— START —

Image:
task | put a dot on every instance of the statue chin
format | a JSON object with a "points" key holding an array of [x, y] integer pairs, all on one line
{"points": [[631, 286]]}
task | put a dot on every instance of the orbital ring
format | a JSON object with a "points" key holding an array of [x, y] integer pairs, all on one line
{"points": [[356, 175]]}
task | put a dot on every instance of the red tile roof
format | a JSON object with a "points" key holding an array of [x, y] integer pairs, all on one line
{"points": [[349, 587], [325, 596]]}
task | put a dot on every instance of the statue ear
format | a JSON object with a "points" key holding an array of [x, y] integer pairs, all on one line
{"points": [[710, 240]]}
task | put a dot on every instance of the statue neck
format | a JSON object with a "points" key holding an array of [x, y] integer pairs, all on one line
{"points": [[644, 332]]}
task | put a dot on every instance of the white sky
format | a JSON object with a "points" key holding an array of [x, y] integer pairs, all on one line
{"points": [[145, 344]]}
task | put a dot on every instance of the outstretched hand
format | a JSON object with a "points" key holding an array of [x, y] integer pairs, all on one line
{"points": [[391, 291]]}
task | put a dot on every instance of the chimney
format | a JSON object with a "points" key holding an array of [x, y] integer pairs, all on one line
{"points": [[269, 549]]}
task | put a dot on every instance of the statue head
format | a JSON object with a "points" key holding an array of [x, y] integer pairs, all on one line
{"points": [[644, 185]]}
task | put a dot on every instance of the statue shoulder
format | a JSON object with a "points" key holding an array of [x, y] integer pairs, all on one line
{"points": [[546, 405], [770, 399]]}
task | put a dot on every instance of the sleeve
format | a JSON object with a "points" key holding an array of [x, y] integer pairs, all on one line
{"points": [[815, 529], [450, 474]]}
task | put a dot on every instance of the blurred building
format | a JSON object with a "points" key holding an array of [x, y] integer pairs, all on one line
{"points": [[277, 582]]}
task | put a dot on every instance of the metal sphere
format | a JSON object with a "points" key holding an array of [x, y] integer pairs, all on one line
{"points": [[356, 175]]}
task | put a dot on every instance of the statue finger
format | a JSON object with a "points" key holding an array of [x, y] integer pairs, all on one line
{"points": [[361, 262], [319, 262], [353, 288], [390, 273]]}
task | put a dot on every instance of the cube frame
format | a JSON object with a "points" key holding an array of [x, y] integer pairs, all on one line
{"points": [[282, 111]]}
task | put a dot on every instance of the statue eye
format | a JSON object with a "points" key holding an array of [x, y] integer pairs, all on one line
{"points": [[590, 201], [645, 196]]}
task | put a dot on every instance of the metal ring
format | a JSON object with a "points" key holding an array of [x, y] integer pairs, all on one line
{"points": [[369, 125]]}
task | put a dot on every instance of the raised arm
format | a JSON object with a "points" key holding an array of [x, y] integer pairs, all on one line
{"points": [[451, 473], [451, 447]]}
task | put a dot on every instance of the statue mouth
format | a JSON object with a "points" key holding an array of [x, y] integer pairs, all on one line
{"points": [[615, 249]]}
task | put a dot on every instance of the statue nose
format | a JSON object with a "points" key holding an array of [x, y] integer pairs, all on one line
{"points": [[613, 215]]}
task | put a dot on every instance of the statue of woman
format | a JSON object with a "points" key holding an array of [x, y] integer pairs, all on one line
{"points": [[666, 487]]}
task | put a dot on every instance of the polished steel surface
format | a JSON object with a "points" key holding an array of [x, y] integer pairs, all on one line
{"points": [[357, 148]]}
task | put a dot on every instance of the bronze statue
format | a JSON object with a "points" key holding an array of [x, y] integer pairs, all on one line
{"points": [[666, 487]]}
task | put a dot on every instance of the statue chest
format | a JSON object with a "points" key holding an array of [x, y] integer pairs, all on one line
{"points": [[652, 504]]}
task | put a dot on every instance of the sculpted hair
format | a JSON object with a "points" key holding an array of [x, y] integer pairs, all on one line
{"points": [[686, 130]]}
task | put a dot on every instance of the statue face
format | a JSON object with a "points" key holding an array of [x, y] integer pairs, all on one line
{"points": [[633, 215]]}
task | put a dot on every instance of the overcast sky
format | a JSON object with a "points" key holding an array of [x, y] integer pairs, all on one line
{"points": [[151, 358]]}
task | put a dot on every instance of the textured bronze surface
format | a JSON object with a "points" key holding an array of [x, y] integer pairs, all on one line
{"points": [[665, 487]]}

— END —

Switch every "put a dot on" in the records to "mark" and give all the lines again with nothing else altered.

Image:
task | mark every instance of the statue chin
format | a JSON object with a "points" key holding an array of [x, y] integer pairs, all on one line
{"points": [[631, 286]]}
task | mark every instance of the orbital ring
format | a JSON object with a "points" key holding an array of [x, y] integer pairs, all on one line
{"points": [[356, 175]]}
task | mark every instance of the red tile roof
format | a JSON object with a "points" key holding an array of [x, y] integer pairs, all on one line
{"points": [[349, 587], [325, 596]]}
task | mark every instance of the statue ear
format | a JSON object with a "points" key holding an array of [x, y] integer pairs, all on one line
{"points": [[710, 240]]}
task | mark every instance of the statue neck
format | a JSON object with a "points" key holding an array of [x, y] integer pairs, all on one line
{"points": [[644, 332]]}
task | mark every instance of the white sky
format | a JSON object with a "points" key holding an array of [x, y] integer pairs, all on one line
{"points": [[145, 344]]}
task | mark every instance of the outstretched hand
format | a JSON object with a "points" key holding an array of [x, y] integer pairs, all on one line
{"points": [[391, 291]]}
task | mark every instance of the chimney
format | a JSON object with a "points" key holding an array of [x, y] integer pairs, all on one line
{"points": [[269, 549]]}
task | mark every instance of the statue head
format | a JSON object with a "points" key holding an array of [x, y] integer pairs, all on one line
{"points": [[644, 185]]}
task | mark every instance of the statue shoulder
format | a JSON object with a "points" key holding an array of [x, y] integer pairs, all on one line
{"points": [[546, 405], [770, 399]]}
task | mark every instance of the sleeve
format | a JSON object with a "points" key holding an array of [x, y] integer pairs, all on one line
{"points": [[815, 529], [450, 474]]}
task | mark every instance of the blurred building
format | a JSON object with a "points" key holding an array of [x, y] integer pairs, all on one line
{"points": [[277, 582]]}
task | mark every instance of the metal sphere
format | a JSON object with a "points" key holding an array of [x, y] integer pairs, all on one line
{"points": [[356, 175]]}
task | mark every instance of the statue finger
format | a JSON object with a "points" key holding an array of [x, y] integer pairs, all on one line
{"points": [[361, 262], [319, 262], [353, 288], [390, 273]]}
task | mark every instance of the cube frame
format | a JSON object with a "points" key holding an array of [x, y] integer pairs, all on one line
{"points": [[282, 111]]}
task | mark every instance of the statue eye
format | a JSON object with a "points" key holding an array of [x, y] integer pairs, all on one line
{"points": [[590, 201], [645, 196]]}
task | mark every instance of the metal ring
format | a JSON object with a "points" key holding an array of [x, y] integer pairs, all on one line
{"points": [[369, 125]]}
task | mark every instance of the raised arm
format | a JSON object with a "points" key holding an array of [x, y] integer pairs, all on one line
{"points": [[451, 473], [451, 447]]}
task | mark every instance of the statue mouth
format | a JSON object with a "points" key holding an array of [x, y] integer pairs, all on one line
{"points": [[615, 249]]}
task | mark every instance of the statue nose
format | a JSON object with a "points" key holding an array of [x, y] integer pairs, all on one line
{"points": [[613, 215]]}
task | mark every instance of the statue of woman
format | a JSON object with a "points" key holding an array of [x, y] integer pairs, all on one line
{"points": [[666, 487]]}
task | mark every instance of the polished steel surface
format | a JSON object with a "points" key holding an array of [x, y] integer pairs, all on one line
{"points": [[357, 148]]}
task | mark every instance of the bronze statue
format | a JSON object with a "points" key holding an array of [x, y] integer pairs, all on one line
{"points": [[666, 487]]}
task | mark every instance of the statue chest
format | a JSON object with a "points" key holding an array of [x, y] integer pairs, all on one line
{"points": [[652, 504]]}
task | mark every instance of the sculpted hair
format | a JSON object with a "points" key holding an array of [x, y] integer pairs, all on one line
{"points": [[686, 130]]}
task | mark every instance of the statue face
format | a JSON object with a "points" key holding an array of [x, y] integer pairs, all on one line
{"points": [[633, 215]]}
task | mark every instance of the overcast sky
format | a JSON object with a "points" key holding an array of [x, y] integer pairs, all on one line
{"points": [[151, 358]]}
task | mark every instance of the textured bronze surface
format | a JSON object with a "points" key holding an array of [x, y] integer pairs, all on one line
{"points": [[665, 487]]}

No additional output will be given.